Data in this exercise:
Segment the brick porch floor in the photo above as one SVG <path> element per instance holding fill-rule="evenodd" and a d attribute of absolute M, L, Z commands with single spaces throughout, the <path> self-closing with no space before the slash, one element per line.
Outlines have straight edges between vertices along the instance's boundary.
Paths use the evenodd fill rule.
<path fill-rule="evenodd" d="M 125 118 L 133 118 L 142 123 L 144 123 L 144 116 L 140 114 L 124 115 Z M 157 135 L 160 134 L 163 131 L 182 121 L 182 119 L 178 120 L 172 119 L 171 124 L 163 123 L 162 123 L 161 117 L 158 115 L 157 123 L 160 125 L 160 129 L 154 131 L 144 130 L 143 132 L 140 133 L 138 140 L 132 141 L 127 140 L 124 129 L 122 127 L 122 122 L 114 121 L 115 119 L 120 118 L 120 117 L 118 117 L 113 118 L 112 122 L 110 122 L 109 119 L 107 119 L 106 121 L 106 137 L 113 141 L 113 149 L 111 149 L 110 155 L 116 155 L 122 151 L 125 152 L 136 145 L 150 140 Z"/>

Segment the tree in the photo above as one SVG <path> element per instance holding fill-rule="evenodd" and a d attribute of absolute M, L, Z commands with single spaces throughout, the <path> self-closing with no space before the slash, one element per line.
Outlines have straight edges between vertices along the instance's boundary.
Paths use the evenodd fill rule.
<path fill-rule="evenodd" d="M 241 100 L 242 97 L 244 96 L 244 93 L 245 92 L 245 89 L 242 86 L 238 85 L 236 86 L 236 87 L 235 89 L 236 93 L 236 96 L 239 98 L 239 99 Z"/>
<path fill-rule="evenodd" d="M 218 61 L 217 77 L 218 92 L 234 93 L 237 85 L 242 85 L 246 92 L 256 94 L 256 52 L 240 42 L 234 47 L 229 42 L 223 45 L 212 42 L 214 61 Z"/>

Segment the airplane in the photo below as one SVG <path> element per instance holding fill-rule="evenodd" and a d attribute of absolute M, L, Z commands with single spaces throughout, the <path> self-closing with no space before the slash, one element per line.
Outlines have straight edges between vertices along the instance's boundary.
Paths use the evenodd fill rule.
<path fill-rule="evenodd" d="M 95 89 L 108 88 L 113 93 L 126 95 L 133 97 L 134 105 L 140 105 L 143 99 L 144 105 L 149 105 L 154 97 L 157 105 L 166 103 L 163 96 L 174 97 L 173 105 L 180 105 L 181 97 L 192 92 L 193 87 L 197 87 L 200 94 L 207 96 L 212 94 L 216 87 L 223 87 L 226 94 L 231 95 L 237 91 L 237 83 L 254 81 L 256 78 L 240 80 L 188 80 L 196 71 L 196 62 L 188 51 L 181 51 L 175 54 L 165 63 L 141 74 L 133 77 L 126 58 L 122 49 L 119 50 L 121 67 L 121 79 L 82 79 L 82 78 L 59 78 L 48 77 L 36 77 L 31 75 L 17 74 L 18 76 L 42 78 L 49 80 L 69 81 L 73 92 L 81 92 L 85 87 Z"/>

Instructions to follow: Write out again the lines from the line with "Segment the tree" to the line with "218 61 L 217", adding 139 to every coordinate in the path outlines. Give only those lines.

Response:
Segment the tree in the photo above as one SVG <path> element per instance holding fill-rule="evenodd" and a d attribute of absolute M, L, Z commands with single spaces throughout, the <path> self-closing with no space before the slash, one element per line.
Outlines have straight edges between vertices along the instance's boundary.
Paths use the evenodd fill rule.
<path fill-rule="evenodd" d="M 380 239 L 381 236 L 383 235 L 383 232 L 384 231 L 384 228 L 381 225 L 377 224 L 375 225 L 375 226 L 374 228 L 375 232 L 375 235 L 378 237 L 378 238 Z"/>
<path fill-rule="evenodd" d="M 357 200 L 356 216 L 357 231 L 373 232 L 376 224 L 381 224 L 385 231 L 395 233 L 395 191 L 379 181 L 373 186 L 368 181 L 362 184 L 351 181 L 353 200 Z"/>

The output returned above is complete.